## START Document

Supplier warrants to comply with all applicable laws, rules and regulations, including any applicable import/export controls, sanctions, embargoes or other restrictions with respect to goods delivered to ALUCA under these GTP. Supplier shall indemnify ALUCA and its affiliates against any claims, losses, damages, costs, penalties and/or fines incurred by ALUCA as a result of breach of the foregoing warranty.

§ 13 Choice of law and place of jurisdiction 

  1. The law of the Federal Republic of Germany shall apply to these GPC and the contractual relationship between us and the Seller to the exclusion of international uniform law, in particular the UN Convention on Contracts for the International Sale of Goods.

## END Document

== Given task A ==
Print everything in the contract terms from "Supplier warrants to" down to "Sale of Goods.".
== Given task B ==
According to the contract terms, the law of which country applies to the contractual relationship with the Seller?
Rely on the contract terms alone.

## START Data

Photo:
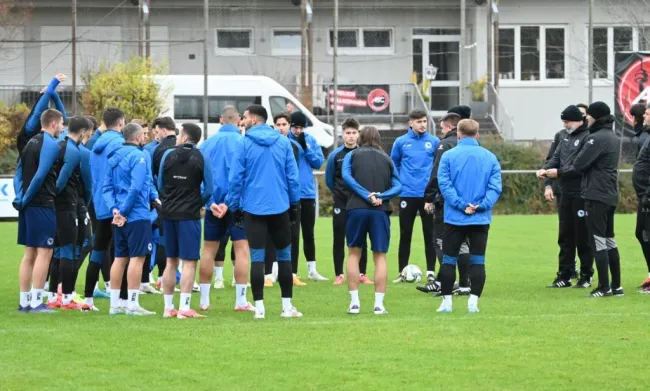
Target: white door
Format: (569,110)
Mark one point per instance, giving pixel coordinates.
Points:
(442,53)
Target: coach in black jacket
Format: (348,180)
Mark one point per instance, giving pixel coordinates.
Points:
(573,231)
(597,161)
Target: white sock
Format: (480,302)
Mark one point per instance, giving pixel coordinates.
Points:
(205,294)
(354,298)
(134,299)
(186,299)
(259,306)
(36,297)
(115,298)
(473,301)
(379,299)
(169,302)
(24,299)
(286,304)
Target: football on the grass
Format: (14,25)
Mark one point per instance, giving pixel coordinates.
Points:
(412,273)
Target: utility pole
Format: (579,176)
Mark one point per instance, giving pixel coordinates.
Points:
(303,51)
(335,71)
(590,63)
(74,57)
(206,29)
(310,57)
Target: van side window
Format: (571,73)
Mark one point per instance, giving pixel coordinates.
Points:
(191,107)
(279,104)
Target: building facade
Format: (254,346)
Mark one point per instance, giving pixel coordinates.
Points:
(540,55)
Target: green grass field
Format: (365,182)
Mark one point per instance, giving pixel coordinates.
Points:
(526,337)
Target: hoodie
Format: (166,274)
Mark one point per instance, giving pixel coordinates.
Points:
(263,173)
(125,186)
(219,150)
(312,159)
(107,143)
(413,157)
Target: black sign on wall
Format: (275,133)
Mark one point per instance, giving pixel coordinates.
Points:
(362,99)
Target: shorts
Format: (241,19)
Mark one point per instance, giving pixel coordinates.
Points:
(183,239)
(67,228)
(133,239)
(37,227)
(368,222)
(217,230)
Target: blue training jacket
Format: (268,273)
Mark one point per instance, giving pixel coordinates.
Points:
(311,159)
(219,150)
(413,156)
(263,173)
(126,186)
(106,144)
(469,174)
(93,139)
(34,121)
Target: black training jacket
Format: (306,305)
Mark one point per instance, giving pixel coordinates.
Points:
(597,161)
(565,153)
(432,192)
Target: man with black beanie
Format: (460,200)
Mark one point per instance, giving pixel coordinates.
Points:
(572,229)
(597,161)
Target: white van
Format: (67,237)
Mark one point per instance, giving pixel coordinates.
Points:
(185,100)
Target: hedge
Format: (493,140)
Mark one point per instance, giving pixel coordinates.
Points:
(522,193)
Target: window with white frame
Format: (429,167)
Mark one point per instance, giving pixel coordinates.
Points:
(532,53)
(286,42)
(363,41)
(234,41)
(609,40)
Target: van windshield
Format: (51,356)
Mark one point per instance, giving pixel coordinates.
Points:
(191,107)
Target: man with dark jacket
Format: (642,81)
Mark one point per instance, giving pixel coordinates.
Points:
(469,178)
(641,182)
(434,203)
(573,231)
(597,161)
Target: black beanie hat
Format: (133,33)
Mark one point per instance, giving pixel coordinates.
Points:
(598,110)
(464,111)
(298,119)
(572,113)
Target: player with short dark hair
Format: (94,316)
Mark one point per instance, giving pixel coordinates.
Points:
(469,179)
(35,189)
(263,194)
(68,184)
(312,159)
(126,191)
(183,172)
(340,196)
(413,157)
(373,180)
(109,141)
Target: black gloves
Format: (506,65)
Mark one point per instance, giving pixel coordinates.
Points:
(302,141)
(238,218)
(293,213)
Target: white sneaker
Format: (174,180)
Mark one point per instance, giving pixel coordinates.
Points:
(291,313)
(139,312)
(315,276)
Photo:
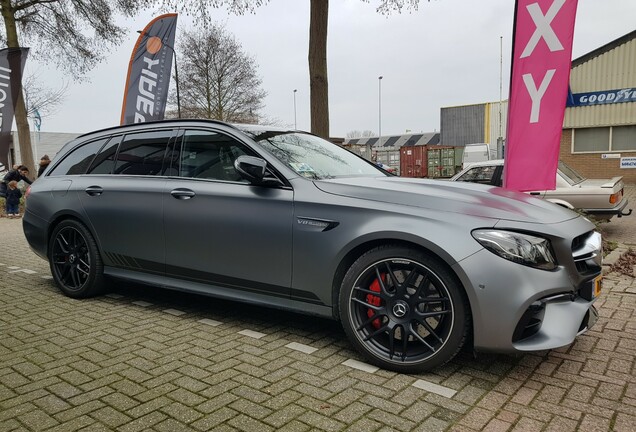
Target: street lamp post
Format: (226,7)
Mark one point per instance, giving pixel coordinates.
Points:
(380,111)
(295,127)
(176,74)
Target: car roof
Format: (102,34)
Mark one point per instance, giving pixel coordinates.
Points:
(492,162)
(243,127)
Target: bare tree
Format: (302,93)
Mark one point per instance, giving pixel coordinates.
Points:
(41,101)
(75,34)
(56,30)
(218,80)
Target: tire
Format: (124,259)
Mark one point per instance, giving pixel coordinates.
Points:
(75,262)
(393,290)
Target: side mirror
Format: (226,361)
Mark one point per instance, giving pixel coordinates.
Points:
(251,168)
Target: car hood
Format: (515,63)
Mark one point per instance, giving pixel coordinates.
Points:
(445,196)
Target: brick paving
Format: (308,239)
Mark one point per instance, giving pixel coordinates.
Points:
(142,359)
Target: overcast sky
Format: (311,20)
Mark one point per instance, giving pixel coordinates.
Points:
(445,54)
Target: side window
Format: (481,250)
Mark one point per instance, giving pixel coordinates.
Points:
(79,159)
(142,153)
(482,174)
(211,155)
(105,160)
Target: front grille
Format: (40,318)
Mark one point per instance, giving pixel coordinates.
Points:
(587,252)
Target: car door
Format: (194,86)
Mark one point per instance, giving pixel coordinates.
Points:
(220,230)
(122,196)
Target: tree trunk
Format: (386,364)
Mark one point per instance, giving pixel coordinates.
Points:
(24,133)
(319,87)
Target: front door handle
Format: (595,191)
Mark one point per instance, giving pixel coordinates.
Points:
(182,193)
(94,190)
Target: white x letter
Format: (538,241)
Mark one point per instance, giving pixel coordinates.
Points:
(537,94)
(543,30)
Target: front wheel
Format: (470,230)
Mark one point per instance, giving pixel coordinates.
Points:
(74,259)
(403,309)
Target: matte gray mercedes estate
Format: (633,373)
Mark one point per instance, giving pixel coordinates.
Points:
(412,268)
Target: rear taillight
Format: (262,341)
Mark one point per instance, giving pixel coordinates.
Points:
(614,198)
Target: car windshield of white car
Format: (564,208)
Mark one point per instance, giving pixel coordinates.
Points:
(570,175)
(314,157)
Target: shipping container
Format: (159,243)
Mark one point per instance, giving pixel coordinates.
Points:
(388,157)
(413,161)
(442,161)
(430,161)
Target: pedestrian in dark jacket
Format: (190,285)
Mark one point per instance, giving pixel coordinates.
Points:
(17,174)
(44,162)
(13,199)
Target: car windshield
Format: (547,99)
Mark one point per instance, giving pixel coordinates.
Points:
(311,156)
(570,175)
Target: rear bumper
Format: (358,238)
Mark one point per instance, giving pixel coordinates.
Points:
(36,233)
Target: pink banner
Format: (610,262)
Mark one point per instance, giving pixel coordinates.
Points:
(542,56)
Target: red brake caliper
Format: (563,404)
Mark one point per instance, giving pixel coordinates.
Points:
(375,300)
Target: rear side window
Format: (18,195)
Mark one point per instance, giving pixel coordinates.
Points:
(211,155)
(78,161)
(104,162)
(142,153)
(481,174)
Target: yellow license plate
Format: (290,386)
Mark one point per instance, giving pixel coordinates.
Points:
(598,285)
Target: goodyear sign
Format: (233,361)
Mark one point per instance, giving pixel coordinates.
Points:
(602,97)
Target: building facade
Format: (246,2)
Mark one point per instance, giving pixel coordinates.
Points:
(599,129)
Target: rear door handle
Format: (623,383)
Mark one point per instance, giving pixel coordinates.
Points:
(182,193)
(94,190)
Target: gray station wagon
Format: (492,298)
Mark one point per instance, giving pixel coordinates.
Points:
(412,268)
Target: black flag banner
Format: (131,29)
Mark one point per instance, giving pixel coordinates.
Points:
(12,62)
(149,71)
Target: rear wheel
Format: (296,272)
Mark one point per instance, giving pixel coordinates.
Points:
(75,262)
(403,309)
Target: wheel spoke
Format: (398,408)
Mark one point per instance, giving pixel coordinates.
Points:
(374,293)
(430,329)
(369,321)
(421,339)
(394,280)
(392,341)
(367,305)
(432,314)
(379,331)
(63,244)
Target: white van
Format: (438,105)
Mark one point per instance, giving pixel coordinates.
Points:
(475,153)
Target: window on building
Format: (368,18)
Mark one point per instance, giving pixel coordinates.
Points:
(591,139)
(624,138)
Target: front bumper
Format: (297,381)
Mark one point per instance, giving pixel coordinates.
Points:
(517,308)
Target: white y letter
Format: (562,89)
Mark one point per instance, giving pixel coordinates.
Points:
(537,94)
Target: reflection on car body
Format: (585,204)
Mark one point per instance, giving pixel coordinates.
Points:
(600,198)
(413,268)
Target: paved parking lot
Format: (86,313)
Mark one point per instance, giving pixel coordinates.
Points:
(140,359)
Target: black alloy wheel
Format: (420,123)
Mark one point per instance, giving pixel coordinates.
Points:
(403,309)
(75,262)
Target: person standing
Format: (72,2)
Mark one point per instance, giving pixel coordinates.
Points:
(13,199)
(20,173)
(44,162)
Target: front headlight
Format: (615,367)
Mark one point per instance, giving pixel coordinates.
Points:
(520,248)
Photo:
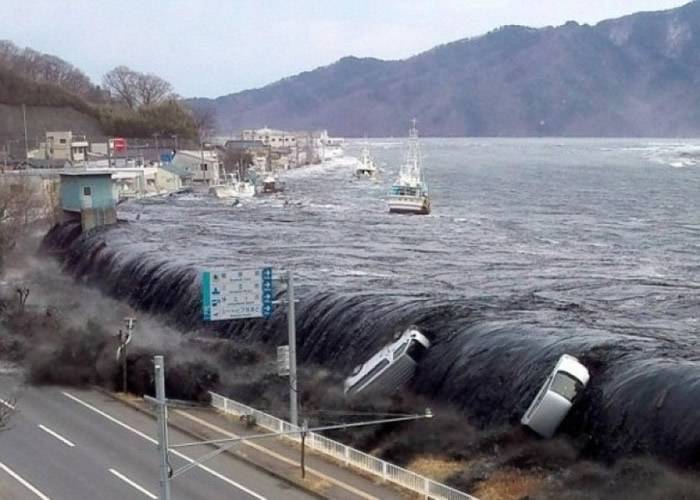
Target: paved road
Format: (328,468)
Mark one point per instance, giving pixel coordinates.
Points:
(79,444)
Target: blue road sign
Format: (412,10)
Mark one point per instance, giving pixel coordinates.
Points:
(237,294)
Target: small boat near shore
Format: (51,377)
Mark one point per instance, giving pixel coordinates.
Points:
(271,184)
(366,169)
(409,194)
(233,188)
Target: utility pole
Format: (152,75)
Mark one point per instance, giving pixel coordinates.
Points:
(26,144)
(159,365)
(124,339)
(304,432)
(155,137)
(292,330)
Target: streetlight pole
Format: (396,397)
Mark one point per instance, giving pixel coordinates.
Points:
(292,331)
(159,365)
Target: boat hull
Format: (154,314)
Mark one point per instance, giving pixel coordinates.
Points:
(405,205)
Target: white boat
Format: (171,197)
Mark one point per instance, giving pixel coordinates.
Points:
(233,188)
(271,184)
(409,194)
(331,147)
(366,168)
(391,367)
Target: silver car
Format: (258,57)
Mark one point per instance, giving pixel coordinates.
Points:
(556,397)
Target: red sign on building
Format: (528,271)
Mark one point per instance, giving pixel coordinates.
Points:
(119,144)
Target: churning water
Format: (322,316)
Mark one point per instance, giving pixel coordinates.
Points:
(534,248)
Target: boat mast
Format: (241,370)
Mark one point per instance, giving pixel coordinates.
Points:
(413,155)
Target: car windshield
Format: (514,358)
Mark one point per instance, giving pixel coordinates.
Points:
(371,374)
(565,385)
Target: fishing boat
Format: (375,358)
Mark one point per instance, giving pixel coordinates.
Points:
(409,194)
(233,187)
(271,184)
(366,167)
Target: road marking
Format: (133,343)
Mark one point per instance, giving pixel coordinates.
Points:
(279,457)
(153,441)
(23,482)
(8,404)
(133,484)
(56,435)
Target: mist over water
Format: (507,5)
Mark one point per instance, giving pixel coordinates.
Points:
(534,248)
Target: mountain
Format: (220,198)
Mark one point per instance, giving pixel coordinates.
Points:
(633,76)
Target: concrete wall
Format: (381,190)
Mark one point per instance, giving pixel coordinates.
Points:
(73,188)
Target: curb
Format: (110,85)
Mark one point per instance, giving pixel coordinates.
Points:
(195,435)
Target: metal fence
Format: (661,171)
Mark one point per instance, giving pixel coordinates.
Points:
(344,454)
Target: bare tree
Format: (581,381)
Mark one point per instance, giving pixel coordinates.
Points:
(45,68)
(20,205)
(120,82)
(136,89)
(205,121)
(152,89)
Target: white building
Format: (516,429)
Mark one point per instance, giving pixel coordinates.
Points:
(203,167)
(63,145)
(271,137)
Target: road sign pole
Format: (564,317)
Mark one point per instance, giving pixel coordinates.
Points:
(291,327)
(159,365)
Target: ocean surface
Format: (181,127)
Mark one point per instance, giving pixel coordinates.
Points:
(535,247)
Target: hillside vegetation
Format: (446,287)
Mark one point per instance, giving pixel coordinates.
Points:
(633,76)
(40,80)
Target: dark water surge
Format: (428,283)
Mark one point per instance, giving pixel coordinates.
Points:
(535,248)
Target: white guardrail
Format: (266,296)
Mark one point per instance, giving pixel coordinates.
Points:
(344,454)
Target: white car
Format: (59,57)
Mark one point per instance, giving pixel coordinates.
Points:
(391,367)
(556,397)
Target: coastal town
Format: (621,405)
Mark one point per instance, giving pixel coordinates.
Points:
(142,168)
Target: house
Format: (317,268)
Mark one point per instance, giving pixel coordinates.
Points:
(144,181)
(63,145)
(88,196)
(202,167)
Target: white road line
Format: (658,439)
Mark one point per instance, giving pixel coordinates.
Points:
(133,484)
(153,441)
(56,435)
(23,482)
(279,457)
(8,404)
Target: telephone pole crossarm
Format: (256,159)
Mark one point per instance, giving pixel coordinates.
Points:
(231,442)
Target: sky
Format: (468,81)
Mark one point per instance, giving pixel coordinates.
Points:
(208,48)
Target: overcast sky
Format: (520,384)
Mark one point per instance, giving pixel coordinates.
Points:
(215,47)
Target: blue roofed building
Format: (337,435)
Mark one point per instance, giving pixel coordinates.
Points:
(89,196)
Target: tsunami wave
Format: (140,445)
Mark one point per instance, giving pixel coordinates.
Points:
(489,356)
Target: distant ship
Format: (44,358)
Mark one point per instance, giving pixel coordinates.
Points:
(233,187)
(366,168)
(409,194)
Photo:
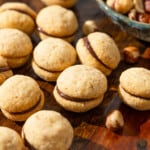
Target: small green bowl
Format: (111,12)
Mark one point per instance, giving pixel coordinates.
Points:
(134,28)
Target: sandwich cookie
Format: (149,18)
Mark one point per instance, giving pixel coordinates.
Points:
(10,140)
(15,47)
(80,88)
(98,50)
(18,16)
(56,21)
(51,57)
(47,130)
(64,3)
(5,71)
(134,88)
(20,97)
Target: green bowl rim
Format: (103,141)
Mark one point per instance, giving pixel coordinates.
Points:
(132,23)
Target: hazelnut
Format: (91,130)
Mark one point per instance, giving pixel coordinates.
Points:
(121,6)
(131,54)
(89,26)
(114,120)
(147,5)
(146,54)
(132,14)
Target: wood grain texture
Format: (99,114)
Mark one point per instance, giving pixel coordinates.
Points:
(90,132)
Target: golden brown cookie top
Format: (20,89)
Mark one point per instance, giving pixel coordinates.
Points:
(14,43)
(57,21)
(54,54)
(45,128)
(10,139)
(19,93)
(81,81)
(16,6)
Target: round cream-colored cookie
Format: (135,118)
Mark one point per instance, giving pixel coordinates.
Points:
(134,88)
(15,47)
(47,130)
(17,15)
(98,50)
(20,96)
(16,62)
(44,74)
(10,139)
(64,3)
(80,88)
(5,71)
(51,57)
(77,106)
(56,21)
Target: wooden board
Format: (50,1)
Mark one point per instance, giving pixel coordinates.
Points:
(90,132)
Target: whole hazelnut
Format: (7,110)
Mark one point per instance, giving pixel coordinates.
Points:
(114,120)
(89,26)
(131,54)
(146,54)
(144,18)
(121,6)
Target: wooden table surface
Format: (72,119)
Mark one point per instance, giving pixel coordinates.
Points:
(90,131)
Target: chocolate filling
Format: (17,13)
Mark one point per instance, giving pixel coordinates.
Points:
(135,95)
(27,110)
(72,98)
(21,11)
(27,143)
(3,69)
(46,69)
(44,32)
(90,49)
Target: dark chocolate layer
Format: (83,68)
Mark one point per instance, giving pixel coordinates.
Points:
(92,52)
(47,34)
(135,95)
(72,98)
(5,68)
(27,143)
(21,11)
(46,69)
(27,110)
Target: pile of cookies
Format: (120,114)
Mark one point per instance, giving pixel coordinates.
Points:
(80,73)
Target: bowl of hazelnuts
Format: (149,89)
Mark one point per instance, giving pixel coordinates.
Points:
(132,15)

## END Data

== Response A ==
Supplier warrants to comply with all applicable laws, rules and regulations, including any applicable import/export controls, sanctions, embargoes or other restrictions with respect to goods delivered to ALUCA under these GTP. Supplier shall indemnify ALUCA and its affiliates against any claims, losses, damages, costs, penalties and/or fines incurred by ALUCA as a result of breach of the foregoing warranty.

§ 13 Choice of law and place of jurisdiction 

  1. The law of the Federal Republic of Germany shall apply to these GPC and the contractual relationship between us and the Seller to the exclusion of international uniform law, in particular the UN Convention on Contracts for the International Sale of Goods.

== Response B ==
The Federal Republic of Germany.